What you will do:
1. In the column, list the three roles in which, according to the author, events shape our lives.
2. Please transcribe the column word for word from "The Army’s Mosaic" to "about SHAUKAT RIZA.".

Selected excerpt:
>>>>

DEFENCE NOTES

The Army’s Mosaic of Ideas-II

Columnist Col (Retd) ABDUL QAYYUM talks about the ideas that have shaped the growth of the Pakistan Army.

I joined the Army when I was 17 and now I am 67. Over these decades, half a century sounds so ancient, I have known many memorable people but in that mosaic of memories there are only a few who remain as luminous as General SHAUKAT RIZA. It is men who make for memories and the ideas they represent within the context of events which shape our lives - as individuals, as an organisation, as a community. A few words about SHAUKAT RIZA.

<<<<

Given entries:
>>>>

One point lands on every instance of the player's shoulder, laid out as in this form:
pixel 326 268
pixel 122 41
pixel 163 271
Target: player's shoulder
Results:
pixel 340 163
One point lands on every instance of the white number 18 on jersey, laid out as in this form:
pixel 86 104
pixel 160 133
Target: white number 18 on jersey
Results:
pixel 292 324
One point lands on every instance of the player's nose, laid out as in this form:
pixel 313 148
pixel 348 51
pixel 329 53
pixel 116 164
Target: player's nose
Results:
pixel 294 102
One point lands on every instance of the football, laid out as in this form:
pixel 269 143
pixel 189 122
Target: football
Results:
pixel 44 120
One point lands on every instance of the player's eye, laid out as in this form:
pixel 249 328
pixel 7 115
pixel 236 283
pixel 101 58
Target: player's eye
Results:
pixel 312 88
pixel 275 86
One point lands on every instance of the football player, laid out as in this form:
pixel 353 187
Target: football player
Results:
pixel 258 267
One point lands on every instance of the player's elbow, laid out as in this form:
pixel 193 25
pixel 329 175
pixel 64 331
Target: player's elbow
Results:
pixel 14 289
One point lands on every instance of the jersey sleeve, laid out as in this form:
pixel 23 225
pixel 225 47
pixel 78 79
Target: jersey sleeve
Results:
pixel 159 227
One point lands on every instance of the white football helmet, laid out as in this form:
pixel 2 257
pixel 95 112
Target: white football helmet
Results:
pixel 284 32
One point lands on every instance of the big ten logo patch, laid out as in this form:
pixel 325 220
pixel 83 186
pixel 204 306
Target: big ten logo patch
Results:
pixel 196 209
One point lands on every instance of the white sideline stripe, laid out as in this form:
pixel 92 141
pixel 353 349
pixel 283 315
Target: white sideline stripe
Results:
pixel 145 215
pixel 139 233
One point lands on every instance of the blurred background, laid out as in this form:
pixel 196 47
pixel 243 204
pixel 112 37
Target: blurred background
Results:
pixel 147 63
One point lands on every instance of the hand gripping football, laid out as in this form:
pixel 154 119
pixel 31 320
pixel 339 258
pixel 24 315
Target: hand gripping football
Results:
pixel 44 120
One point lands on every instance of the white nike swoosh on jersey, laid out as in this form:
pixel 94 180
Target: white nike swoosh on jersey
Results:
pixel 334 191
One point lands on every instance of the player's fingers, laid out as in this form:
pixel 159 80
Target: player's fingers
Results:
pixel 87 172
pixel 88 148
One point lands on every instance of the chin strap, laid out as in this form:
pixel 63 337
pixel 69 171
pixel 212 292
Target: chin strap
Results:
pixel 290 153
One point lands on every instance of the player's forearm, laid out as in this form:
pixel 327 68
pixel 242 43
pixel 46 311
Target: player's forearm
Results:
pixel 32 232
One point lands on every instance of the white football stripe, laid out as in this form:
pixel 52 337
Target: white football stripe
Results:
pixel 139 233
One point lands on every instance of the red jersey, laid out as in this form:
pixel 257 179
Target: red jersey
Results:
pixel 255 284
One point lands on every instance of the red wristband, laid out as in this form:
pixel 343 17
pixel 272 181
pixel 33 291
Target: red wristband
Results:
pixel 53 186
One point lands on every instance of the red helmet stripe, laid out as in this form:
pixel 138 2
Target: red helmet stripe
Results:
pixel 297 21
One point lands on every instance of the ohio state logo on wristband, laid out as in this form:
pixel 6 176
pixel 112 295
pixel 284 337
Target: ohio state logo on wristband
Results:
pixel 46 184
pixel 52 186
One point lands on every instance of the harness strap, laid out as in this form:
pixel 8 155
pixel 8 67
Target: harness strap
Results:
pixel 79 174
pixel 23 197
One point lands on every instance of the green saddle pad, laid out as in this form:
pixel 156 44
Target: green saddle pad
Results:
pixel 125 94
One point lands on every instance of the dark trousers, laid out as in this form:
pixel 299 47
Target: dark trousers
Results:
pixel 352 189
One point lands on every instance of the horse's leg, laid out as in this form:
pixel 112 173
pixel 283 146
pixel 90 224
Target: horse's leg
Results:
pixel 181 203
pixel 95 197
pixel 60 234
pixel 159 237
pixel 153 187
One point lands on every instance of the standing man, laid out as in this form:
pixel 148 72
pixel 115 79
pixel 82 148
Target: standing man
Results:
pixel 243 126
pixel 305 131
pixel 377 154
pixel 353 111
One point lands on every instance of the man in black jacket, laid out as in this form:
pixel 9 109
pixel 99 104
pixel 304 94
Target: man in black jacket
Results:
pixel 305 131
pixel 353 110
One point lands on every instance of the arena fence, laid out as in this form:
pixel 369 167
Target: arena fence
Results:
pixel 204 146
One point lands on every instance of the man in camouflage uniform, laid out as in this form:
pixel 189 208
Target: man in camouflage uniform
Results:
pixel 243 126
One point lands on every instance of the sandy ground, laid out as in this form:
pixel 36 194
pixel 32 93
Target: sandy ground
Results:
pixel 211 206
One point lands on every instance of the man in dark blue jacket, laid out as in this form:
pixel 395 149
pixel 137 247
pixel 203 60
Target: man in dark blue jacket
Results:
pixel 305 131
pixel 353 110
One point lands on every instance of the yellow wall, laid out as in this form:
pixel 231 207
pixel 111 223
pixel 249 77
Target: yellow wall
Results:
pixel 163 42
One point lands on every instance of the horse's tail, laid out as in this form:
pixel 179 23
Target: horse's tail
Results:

<<<<

Solutions to the exercise:
1.
- as individuals
- as an organisation
- as a community

2.
The Army’s Mosaic of Ideas-II

Columnist Col (Retd) ABDUL QAYYUM talks about the ideas that have shaped the growth of the Pakistan Army.

I joined the Army when I was 17 and now I am 67. Over these decades, half a century sounds so ancient, I have known many memorable people but in that mosaic of memories there are only a few who remain as luminous as General SHAUKAT RIZA. It is men who make for memories and the ideas they represent within the context of events which shape our lives - as individuals, as an organisation, as a community. A few words about SHAUKAT RIZA.